** START Extracted text **

Reddit Crawler

The Reddit Crawler is a Python application that crawls posts from a specified subreddit and stores them in a SQLite database. It also provides an API server to retrieve and filter the crawled posts.

Features

  • Crawls posts from a specified subreddit using the Reddit API.
  • Stores the crawled posts in a SQLite database.
  • Provides an API server to retrieve and filter the stored posts.
  • Supports error handling and logging mechanisms.
  • Implements unit tests for different modules.

Missions

  • Ability to login.
  • Storage of crawled posts in the database.
  • Real-time monitoring of posts.
  • Serving of posts through the API.
  • Testing of all written code.
  • Dockerizing the application.

Requirements

  • Python 3.9 or higher
  • SQLite database

Installation

  1. Clone the repository:

    git clone <repository_url>
    
  2. Change the directory

    cd <repository_name>
    
  3. Install the requirements

    pip3 install -r requirements.txt
    

Create & Run following command to apply the schema database

sqlite3 reddit_posts.db < schema.sql

Usage

Initialize the SQLite database & Start crawling posts:

python3 main.py

Run the API server:

python3 api_server.py

Access the API at http://localhost:5001/posts

Docker Build

docker build -t [APP_NAME] .
docker run -p [host_port]:[container_port] [APP_NAME]

Configuration

  • Reddit API credentials:

Set the CLIENT_ID, CLIENT_SECRET, and USER_AGENT variables in reddit_crawler.py to your Reddit API credentials.

Otherwise you will get an error: Error occurred during crawling: received 401 HTTP response

  • Database configuration:

Modify the reddit_posts.db file path in database/database_handler.py if desired.

Testing

To run the unit tests, use the following command:

pytest

Filter and Sorting

Filter for posts containing a specific keyword in the title:

/posts?keyword=python

Sorting posts within a specific date range, include the start_date and end_date parameters:

/posts?start_date=2023-01-01&end_date=2023-06-30

Sorting posts with a minimum or maximum number of upvotes:

/posts?min_upvotes=10&max_upvotes=100

** END Extracted text **

Short exercise 1 » According to the Reddit Crawler README, what minimum Python version is required?

** START Provided records **

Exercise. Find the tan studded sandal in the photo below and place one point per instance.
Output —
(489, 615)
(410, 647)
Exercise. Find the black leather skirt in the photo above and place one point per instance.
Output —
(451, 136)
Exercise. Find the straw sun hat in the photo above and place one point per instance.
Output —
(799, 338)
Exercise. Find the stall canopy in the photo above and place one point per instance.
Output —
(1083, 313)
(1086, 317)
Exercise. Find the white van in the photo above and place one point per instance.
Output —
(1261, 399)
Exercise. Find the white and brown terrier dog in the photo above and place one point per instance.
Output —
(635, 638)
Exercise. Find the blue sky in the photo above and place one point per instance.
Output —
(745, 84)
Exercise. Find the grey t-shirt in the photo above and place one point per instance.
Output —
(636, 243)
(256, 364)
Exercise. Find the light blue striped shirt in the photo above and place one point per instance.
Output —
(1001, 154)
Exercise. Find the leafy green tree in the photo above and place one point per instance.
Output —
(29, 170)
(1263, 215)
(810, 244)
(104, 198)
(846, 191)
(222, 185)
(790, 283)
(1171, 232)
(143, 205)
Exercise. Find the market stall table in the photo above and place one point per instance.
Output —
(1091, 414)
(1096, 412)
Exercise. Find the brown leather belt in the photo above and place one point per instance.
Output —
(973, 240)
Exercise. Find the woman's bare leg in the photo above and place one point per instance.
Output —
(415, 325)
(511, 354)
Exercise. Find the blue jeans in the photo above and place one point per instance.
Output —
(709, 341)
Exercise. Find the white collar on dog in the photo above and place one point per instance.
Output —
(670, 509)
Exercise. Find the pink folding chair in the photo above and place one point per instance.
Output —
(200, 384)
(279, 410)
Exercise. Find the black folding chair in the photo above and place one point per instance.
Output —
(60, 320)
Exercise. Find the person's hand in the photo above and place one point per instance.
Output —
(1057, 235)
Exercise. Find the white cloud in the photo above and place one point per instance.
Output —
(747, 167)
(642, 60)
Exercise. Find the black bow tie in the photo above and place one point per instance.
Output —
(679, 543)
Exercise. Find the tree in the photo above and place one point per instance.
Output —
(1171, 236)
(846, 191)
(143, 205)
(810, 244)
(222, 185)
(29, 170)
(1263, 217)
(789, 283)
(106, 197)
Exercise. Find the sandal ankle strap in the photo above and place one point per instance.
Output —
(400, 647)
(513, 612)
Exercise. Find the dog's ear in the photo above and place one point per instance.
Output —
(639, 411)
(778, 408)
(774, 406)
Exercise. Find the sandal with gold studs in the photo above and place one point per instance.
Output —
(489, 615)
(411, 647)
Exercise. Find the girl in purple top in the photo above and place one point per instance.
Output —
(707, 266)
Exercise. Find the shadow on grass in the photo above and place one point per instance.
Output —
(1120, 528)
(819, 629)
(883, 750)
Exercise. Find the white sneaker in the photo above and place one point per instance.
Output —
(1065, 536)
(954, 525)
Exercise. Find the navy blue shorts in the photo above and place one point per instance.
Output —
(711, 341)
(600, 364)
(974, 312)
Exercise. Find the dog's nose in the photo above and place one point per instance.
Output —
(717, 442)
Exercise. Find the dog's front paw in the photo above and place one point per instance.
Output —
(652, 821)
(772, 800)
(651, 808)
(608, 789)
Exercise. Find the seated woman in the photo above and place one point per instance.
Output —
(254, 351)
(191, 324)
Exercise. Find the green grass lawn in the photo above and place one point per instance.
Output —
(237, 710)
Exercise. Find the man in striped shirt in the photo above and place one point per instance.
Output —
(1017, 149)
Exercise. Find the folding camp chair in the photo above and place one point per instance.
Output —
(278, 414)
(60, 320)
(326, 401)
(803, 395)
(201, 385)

** END Provided records **

Short exercise 2 » Identify each line of the entries above that contains the string "shirt", and copy those lines. Case counts.

Task response 1 » Python 3.9

Task response 2 »
Exercise. Find the grey t-shirt in the photo above and place one point per instance.
Exercise. Find the light blue striped shirt in the photo above and place one point per instance.
Exercise. Find the man in striped shirt in the photo above and place one point per instance.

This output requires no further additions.